▸ SHORT EXERCISE 1: From the arbitration clause, reproduce word for word the passage that opens with the words containing "If within 60" and closes with "this Section 13.".
▸ SHORT EXERCISE 2: Continue the arbitration clause from the point where it stops.

▸ PAGE TEXT:

If within 60 days following the date on which such notice is given, the parties
fail to resolve the dispute through such negotiations, then either party may
initiate an arbitration proceeding in accordance with this Section 13.
(b) Subject to Section 13(a), any Dispute shall be referred to and
finally resolved by arbitration administered by the American Arbitration
Association (the "AAA") in accordance with the Commercial Arbitration Rules of
the AAA and the provisions of this Section 13, before a single arbitrator to be
appointed by the mutual consent of Bank and the Employee. In the event that the
parties cannot agree on an arbitrator, the parties agree that the AAA shall
designate an arbitrator. The arbitration proceedings shall be held in a
Valdosta, Georgia.

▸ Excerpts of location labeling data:

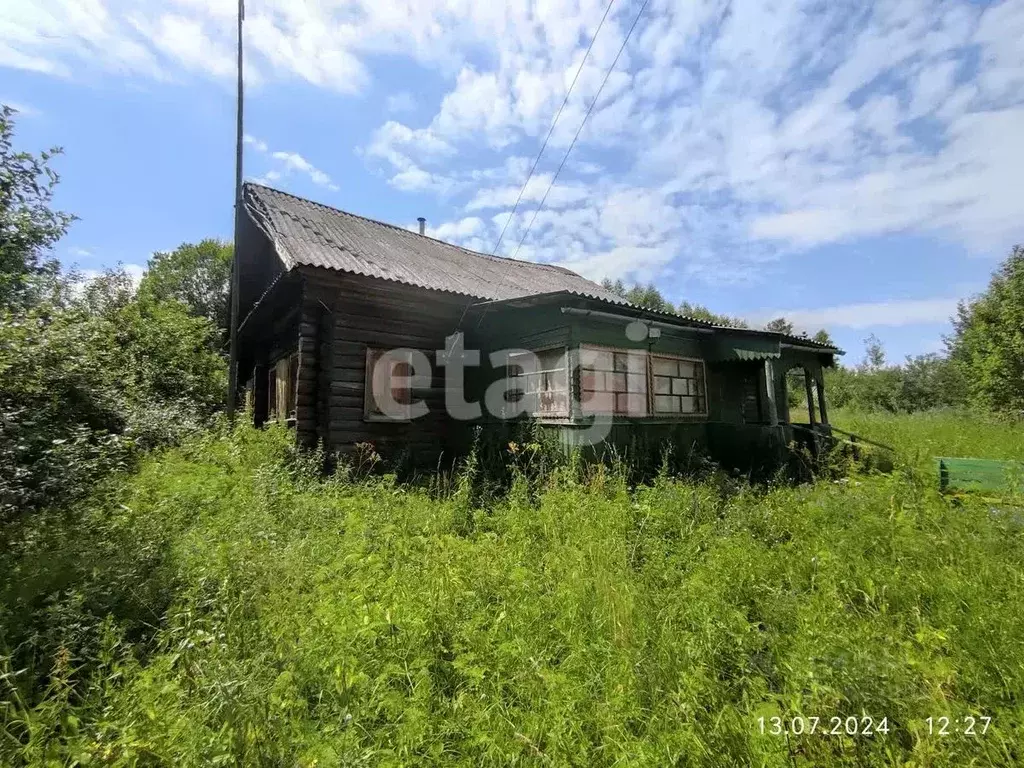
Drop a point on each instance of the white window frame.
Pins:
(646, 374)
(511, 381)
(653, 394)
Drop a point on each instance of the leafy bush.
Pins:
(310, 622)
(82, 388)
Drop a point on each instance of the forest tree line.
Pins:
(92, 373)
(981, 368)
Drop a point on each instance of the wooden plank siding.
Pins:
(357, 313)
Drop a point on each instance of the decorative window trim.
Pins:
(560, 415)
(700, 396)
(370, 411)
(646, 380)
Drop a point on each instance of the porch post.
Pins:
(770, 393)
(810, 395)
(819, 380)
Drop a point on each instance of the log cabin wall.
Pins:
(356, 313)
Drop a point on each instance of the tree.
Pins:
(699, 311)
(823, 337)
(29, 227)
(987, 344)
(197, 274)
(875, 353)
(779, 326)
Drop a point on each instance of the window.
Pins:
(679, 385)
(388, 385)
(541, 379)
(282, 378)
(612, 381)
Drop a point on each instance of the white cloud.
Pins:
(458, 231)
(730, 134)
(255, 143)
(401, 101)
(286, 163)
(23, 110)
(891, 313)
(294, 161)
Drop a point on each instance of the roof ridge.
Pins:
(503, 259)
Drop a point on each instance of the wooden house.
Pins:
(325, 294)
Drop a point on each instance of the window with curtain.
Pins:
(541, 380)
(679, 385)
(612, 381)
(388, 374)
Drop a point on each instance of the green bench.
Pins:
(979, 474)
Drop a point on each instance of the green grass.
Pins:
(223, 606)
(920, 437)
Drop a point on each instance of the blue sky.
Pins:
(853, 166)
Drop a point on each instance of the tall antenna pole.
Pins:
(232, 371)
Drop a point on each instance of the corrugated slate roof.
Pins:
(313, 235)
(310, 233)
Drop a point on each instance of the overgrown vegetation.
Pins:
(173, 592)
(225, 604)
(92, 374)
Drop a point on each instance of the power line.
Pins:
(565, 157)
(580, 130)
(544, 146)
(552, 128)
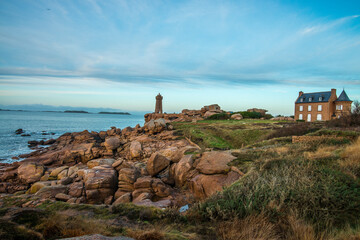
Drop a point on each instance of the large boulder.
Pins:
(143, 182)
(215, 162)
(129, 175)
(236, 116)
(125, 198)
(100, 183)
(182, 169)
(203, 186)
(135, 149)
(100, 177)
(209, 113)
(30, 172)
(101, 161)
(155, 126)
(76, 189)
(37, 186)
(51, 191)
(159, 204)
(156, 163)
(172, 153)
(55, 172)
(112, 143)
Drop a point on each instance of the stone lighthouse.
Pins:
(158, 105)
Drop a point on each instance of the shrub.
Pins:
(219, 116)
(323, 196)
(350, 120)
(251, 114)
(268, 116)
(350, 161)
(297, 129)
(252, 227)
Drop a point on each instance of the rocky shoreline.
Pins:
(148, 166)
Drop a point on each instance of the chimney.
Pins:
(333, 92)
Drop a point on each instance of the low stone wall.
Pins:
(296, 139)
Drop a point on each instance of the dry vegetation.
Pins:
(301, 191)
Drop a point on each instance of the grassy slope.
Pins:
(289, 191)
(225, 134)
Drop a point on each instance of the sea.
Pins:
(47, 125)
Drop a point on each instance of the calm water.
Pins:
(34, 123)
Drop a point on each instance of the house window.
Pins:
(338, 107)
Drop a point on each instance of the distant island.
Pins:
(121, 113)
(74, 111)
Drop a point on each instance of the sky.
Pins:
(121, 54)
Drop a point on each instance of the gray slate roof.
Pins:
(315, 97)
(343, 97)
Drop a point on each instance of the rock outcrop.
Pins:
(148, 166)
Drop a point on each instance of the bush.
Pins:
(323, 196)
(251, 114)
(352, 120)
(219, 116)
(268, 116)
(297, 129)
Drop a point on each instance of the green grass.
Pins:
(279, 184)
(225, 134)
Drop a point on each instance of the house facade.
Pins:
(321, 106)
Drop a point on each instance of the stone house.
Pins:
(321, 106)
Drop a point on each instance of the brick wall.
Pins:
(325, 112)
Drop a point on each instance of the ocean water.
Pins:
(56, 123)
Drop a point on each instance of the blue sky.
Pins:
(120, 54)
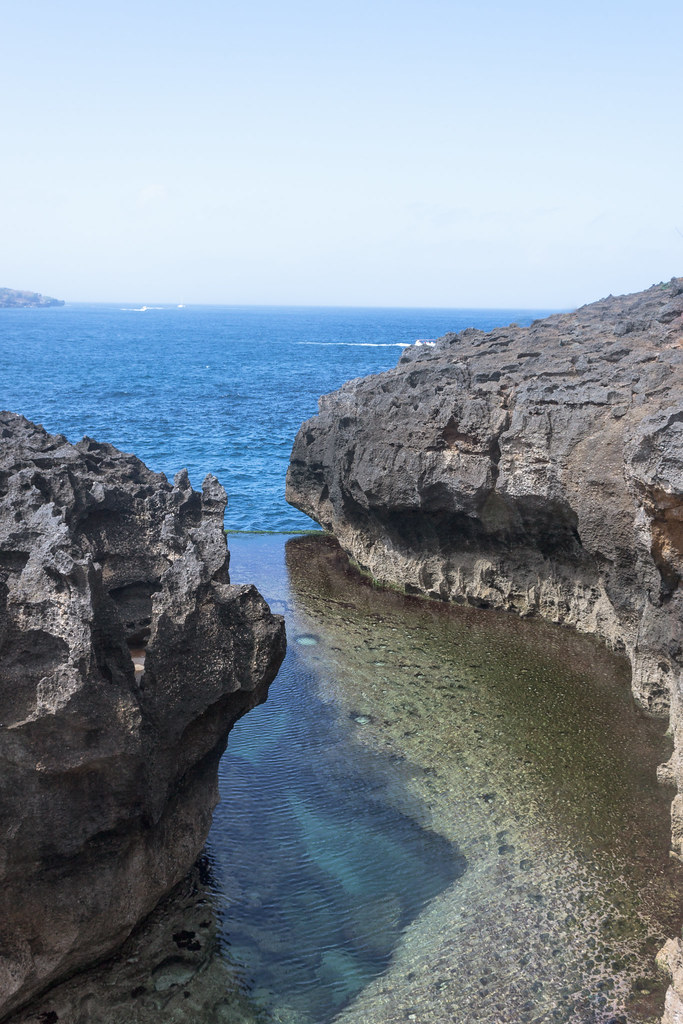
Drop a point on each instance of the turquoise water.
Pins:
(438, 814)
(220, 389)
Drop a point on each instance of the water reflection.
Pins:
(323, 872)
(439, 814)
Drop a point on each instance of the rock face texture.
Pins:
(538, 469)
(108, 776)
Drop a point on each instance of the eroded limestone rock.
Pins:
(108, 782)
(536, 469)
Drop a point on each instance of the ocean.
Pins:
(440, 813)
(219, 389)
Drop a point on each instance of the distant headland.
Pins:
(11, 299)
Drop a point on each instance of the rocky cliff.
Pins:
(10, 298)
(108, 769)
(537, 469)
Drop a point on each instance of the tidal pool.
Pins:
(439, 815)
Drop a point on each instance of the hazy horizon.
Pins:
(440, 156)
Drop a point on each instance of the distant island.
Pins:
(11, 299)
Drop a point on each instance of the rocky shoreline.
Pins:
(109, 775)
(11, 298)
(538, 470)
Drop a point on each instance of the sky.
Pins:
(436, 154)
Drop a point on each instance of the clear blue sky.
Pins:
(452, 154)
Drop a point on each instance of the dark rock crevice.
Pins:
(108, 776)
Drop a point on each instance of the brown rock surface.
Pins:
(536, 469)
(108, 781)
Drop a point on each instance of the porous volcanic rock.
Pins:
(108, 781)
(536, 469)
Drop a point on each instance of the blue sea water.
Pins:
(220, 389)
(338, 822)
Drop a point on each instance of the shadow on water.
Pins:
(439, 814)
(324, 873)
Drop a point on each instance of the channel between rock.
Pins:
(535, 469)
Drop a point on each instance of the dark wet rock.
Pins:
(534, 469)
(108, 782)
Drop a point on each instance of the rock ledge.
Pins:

▸ FINAL RESULT 1:
If within 60 days following the date on which such notice is given, the parties
fail to resolve the dispute through such negotiations, then either party may
initiate an arbitration proceeding in accordance with this Section 13.

▸ FINAL RESULT 2:
(c) The arbitrator shall decide the Dispute in accordance with this
Agreement and the laws of the State of Georgia applicable to agreements made and
to be performed entirely within such State. The decision of the arbitrator
shall be in writing and presented in separate findings of fact and law. The
award of the arbitrator shall be final and binding on the parties from which no
appeal may be taken, and an order confirming the award or judgment upon the
award may be entered into in any court having jurisdiction there over.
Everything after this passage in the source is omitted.